→ **Prompt 1**
Answer these questions about the passage on insuring business partners:
(a) Under a joint life policy, who receives the proceeds if either partner dies?
(b) Who are the initial beneficiaries of the policy each partner writes in trust?
(c) What do many life offices provide free of charge?
→ **Prompt 2**
Write the next part of the passage on insuring business partners, picking up after its final sentence.

→ **Given text**
☆ ☆ ☆
As with life of another policies, joint life cover is really only appropriate when there are only two partners and there is no chance of new partners being assumed. Additionally, the partners should be of similar age and share equally in the business. In this situation only one policy is taken out.  The policy is written on the lives of both partners with them both owning it.  If either partner were to die, the proceeds would be automatically payable to the other partner.  It is likely that the premium for the joint life policy would be less than the premium for two single life policies.  This arrangement is not be suitable where the option agreement covers critical illness.  For example if a partner were to become critically ill the funds would not be payable solely to the other partner but paid equally to both partners.  The non – critically ill partner could then find himself in the position of having to purchase the critically ill partner’s interest in the business but only having half the necessary funds available to him.

Both life of another and joint life arrangements are inflexible.  Even in situations where there are only two partners it is advantageous to place the policies into trust.  Many life offices will provide style wording free of charge.

Each partner takes out a life assurance policy on his own life and writes it in trust from the outset using a flexible power of appointment trust.  The initial beneficiaries are his co-partners but not himself.  The current partners and future partners of the firm as well as the partner taking out the policy, are however potential beneficiaries of the trust i.e. the initial beneficiaries can be changed.  This allows the beneficiaries of the policy to be changed to reflect changes in the ownership of the firm.  By using a trust the proceeds of the policy can also be paid in different proportions to each of the partners.  As the partner taking out the policy is a potential beneficiary, the policy can be transferred to him if he were to leave the firm.

On the death or diagnosis of a critical illness of a partner, the trustees pay the proceeds of the policy to the other partners allowing them to meet their obligations in terms of the option agreement.
☆ ☆ ☆
→ **Information shown**

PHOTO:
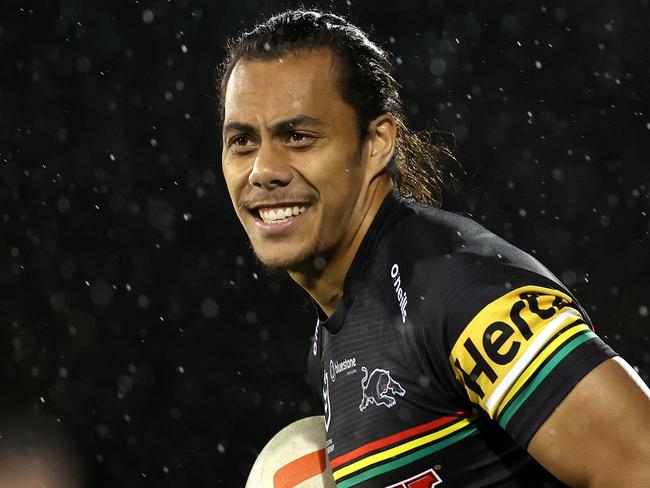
☆ ☆ ☆
→ **Response 1**
(a) The proceeds are automatically payable to the other partner.
(b) The initial beneficiaries are the partner's co-partners, not the partner himself.
(c) Many life offices provide style wording free of charge.

→ **Response 2**
Key Person Protection

This is protection taken out to protect against the loss of profits the business would suffer on the death or diagnosis of a critical illness of partner or employee.  If the policy is taken out on the life of an employee it can be possible to obtain tax relief on the premiums.  Unfortunately this tax relief would not be available if policy is taken out on the life of a partner.

It is likely that the key person within the firm will be a partner.  In this situation it is common for the partner to simply take out a policy on his own life and place it into trust for the benefit of his other partners.  On his death or diagnosis of a critical illness, the policy would pay the proceeds to the other partners who could then use the funds to compensate for the loss of profits the firm would suffer.

Business Loan Protection

There is unlikely to be such flexibility with this form of business protection.  When a bank provides a loan it will normally insist that some form of life assurance is taken out.  The firm’s ability to repay loans on the death of a partner or key employee should be considered under key person protection.  Loans made to the firm by a partner which will become repayable on his death or diagnosis of a critical illness are normally covered under the partnership protection arrangement.

In the main it is prudent for partnerships to consider business protection. While any arrangement entered into should be kept under constant review and updated when necessary doing a little can often be worse than doing nothing at all.  For example entering into an option agreement without setting up the appropriate mechanism to produce the necessary funds could create liabilities that cannot be met. Many life offices provide a wide range of technical support on this type of business protection which includes advice on tax issues.  They will also provide, usually free of charge, a wide range of literature including style option agreements and trust wording.